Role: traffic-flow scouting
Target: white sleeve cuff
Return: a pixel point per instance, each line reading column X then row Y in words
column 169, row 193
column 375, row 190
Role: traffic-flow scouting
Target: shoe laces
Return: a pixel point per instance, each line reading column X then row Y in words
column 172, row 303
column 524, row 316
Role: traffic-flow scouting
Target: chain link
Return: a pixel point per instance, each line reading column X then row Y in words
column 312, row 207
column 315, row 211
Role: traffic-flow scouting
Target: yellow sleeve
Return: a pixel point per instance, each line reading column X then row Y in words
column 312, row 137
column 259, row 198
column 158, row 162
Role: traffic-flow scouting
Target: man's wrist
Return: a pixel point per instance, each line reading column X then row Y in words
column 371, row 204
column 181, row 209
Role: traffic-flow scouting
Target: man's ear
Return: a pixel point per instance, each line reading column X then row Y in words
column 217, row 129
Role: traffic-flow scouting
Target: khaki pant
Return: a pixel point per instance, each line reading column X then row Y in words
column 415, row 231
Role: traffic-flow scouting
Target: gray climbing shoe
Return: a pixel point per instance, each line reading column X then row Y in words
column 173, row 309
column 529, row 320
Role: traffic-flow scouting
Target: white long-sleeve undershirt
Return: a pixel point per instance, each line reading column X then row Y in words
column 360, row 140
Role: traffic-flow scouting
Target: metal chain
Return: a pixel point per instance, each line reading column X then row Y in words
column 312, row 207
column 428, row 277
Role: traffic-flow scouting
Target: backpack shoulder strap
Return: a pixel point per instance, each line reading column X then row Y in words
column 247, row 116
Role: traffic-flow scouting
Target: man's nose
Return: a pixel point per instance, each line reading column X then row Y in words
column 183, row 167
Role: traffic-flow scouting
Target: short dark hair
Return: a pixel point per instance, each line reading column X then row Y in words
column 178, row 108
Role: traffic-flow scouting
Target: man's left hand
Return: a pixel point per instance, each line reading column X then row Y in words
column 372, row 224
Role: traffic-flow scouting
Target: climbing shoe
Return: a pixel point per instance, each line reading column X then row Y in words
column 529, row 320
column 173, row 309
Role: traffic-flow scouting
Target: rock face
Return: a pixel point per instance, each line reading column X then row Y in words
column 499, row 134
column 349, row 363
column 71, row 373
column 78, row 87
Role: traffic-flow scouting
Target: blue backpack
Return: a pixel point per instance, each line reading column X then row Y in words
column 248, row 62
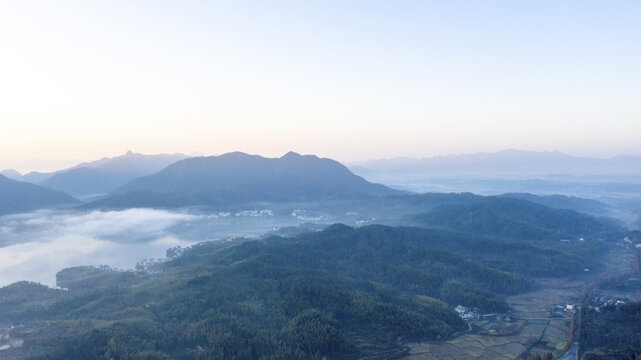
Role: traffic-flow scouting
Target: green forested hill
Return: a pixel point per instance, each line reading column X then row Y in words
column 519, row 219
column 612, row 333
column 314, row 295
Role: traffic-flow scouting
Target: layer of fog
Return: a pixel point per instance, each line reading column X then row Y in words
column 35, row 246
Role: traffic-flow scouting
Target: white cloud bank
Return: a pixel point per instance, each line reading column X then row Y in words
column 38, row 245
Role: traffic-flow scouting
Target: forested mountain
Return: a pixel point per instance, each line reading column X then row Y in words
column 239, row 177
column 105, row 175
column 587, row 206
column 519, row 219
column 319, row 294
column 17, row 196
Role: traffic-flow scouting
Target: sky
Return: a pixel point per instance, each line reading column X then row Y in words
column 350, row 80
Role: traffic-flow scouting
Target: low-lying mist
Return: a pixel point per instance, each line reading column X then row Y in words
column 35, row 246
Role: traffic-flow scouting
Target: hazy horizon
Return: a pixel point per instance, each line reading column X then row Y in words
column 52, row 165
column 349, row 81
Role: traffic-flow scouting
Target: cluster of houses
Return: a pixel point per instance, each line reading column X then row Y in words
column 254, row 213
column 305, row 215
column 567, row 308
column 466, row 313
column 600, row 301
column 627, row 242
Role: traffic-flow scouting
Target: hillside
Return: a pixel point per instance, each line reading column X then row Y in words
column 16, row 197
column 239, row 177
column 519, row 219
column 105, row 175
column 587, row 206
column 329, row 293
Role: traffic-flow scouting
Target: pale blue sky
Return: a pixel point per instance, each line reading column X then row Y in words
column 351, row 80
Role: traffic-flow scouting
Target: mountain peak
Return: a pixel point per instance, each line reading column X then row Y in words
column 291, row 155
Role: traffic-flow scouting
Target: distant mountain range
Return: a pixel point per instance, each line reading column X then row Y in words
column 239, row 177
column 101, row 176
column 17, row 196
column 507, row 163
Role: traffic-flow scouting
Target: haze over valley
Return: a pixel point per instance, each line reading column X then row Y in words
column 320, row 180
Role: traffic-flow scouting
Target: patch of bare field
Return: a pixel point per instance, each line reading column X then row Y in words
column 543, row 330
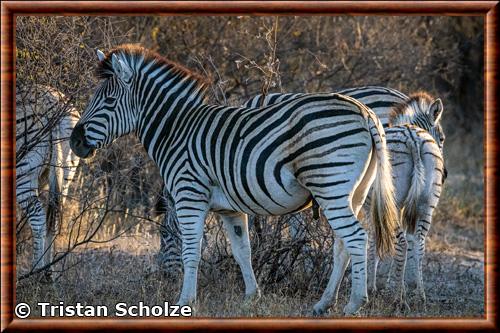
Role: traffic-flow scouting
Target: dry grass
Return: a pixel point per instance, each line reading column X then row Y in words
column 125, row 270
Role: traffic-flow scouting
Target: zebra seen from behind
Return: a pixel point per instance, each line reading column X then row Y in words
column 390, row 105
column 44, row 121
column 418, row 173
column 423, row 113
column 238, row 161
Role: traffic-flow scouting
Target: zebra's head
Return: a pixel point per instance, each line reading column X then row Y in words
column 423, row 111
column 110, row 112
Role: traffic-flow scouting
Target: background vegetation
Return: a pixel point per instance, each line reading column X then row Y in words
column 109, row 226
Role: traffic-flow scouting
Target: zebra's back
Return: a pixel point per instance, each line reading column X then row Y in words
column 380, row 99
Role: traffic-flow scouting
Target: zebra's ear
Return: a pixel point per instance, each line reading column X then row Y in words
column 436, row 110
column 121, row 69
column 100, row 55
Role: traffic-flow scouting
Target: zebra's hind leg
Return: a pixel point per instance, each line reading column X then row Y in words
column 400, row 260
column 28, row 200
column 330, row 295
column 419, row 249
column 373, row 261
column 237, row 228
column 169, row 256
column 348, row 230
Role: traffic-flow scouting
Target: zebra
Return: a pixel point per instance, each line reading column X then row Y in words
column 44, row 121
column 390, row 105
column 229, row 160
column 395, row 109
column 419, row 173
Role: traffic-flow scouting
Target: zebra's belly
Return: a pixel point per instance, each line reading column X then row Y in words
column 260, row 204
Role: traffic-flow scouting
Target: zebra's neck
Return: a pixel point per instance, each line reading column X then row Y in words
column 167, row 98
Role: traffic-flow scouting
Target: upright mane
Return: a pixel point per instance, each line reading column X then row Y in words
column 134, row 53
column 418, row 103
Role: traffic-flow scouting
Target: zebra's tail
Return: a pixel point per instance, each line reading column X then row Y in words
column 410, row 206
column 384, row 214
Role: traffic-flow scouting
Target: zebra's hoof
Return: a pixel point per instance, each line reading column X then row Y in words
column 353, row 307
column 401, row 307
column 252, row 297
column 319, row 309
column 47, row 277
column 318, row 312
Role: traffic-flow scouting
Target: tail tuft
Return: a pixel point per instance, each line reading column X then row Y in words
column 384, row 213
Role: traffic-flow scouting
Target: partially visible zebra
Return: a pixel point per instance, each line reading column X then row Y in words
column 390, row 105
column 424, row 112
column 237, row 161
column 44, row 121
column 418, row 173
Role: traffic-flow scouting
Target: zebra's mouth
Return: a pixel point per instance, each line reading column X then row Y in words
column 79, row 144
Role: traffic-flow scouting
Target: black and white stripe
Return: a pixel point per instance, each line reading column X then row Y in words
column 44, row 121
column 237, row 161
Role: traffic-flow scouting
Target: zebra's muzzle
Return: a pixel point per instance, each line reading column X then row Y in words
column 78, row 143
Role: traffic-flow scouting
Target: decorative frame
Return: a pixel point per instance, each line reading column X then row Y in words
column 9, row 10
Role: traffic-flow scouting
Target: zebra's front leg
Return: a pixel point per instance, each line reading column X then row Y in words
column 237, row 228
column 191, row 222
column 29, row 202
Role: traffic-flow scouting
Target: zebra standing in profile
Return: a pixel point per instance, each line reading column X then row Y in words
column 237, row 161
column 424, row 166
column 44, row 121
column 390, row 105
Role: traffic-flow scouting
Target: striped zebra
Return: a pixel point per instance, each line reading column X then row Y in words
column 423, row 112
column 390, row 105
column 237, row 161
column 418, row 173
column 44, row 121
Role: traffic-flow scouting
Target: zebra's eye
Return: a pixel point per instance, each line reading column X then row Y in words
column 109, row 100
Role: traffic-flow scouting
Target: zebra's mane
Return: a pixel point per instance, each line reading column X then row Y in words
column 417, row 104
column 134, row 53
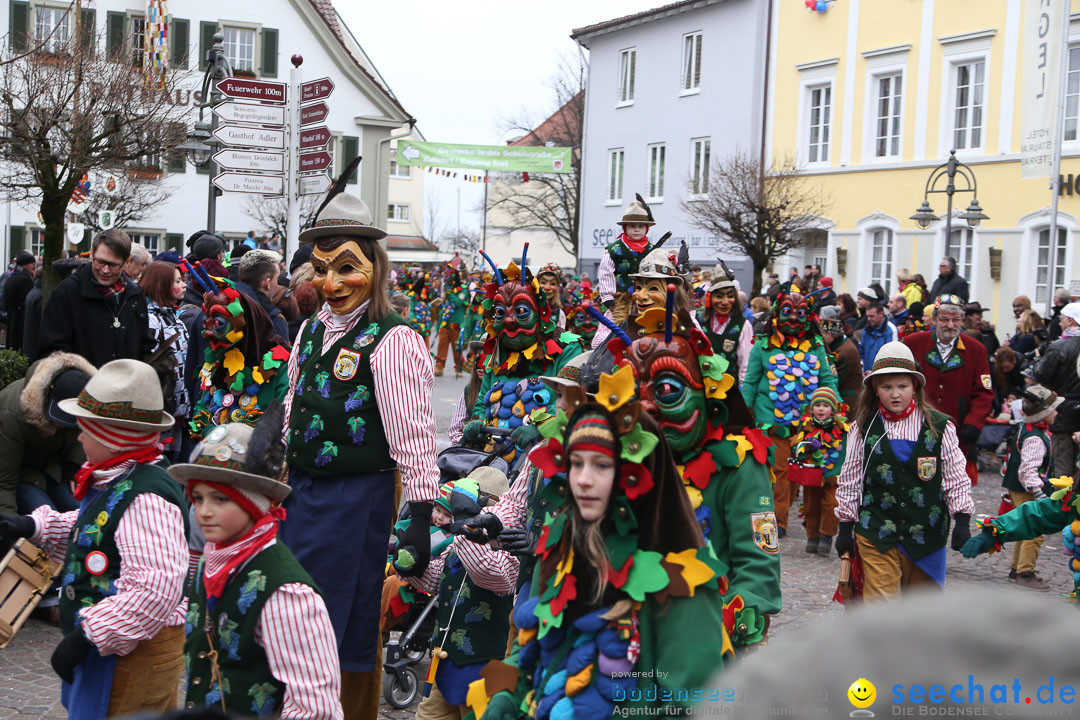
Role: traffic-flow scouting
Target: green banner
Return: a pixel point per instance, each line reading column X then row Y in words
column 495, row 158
============
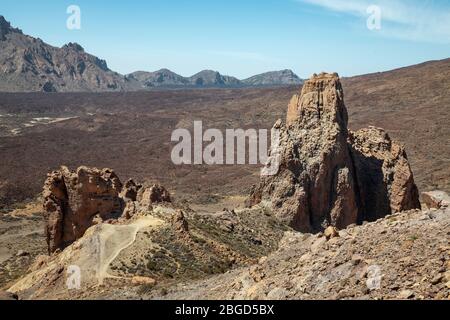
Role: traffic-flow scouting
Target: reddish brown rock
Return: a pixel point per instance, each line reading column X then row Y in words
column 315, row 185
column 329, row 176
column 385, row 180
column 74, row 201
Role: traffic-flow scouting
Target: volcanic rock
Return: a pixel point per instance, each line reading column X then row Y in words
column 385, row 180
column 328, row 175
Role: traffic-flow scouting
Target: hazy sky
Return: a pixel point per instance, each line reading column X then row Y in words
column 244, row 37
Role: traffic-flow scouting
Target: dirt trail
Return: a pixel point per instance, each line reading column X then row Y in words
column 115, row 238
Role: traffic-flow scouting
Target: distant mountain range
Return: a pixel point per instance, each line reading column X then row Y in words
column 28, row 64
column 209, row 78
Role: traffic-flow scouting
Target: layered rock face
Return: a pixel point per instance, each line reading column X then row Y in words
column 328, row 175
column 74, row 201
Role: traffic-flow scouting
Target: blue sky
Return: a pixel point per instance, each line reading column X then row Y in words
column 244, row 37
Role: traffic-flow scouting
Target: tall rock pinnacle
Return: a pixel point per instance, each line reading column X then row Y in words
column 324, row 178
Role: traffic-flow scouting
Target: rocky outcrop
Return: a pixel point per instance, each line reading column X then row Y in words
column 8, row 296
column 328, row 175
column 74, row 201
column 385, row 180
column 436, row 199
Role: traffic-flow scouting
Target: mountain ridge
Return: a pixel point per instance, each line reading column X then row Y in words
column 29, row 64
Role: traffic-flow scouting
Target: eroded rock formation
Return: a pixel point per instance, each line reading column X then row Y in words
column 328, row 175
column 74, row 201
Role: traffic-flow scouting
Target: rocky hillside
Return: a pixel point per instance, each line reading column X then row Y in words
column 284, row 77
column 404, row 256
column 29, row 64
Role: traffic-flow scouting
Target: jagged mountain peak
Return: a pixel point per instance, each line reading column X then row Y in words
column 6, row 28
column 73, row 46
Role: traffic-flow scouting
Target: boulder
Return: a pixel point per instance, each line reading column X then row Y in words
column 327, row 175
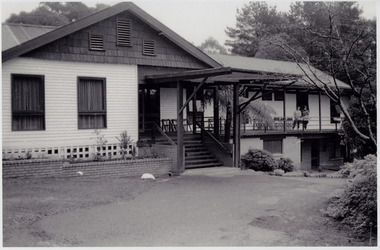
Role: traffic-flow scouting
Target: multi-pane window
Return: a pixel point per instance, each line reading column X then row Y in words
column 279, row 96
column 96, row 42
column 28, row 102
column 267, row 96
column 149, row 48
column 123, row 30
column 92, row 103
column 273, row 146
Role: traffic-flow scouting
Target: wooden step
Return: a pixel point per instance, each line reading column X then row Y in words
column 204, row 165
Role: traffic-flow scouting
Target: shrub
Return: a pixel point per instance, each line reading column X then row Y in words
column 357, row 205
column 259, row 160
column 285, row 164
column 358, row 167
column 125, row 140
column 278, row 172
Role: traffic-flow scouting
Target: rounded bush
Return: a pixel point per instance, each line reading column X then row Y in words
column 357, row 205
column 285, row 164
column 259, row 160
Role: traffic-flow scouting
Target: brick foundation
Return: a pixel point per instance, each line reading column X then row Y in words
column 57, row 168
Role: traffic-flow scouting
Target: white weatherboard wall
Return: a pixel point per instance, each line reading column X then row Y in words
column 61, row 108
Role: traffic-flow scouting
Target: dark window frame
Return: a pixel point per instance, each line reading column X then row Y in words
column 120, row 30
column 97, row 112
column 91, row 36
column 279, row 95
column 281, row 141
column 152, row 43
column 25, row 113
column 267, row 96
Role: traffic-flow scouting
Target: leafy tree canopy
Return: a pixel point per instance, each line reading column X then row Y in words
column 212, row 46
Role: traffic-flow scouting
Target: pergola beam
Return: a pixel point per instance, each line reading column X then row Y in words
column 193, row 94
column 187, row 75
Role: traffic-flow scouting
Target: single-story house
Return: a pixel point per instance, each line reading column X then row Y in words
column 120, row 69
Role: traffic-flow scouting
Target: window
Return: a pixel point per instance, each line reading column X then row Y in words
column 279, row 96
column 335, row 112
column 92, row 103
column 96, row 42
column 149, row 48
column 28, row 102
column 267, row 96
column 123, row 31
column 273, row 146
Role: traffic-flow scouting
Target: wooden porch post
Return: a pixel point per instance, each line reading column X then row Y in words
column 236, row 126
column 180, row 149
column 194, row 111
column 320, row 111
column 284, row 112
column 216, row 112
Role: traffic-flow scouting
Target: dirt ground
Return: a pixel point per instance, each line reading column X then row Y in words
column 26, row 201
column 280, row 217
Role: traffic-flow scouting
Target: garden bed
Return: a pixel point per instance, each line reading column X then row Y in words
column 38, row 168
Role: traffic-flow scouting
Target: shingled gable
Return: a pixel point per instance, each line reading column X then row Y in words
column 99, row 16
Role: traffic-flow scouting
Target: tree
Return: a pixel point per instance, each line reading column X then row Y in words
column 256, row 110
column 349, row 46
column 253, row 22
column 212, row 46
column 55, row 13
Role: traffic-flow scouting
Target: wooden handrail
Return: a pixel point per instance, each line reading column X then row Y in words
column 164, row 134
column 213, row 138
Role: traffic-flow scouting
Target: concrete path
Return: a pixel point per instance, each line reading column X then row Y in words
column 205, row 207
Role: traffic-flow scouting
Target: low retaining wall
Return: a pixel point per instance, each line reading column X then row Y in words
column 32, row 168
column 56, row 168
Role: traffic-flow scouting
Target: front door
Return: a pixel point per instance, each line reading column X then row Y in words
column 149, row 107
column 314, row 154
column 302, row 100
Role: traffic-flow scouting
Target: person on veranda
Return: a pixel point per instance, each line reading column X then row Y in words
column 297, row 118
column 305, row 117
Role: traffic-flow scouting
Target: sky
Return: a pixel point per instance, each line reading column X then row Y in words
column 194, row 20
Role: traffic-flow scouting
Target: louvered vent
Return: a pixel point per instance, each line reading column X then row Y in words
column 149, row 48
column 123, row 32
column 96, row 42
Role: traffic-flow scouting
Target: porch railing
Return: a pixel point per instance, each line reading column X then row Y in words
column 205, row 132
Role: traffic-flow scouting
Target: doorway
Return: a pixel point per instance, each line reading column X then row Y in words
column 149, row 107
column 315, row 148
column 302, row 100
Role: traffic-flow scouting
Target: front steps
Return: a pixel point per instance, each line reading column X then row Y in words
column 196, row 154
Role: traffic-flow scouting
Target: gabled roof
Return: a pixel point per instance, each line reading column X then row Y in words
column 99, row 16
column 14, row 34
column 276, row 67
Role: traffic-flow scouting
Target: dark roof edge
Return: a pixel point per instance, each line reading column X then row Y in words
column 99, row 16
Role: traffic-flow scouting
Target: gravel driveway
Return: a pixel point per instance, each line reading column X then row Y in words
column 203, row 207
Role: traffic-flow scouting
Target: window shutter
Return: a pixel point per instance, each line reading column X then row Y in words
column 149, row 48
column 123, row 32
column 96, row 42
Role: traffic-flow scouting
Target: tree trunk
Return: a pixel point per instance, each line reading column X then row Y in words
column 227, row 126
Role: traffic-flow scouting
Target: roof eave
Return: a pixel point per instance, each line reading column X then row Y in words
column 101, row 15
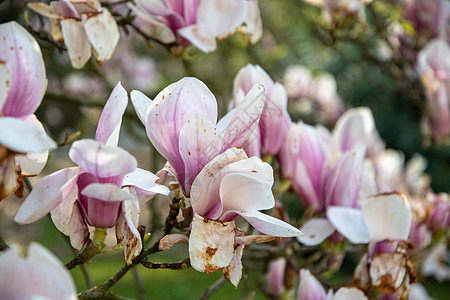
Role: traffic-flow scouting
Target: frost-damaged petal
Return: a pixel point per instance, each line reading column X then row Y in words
============
▶ _WORK REQUIRED_: Tally the lines in the entries above that contain the string "wooden", treating uppercase and lowercase as different. Reply with the number alone.

▶ _TASK RESPONSE_: 3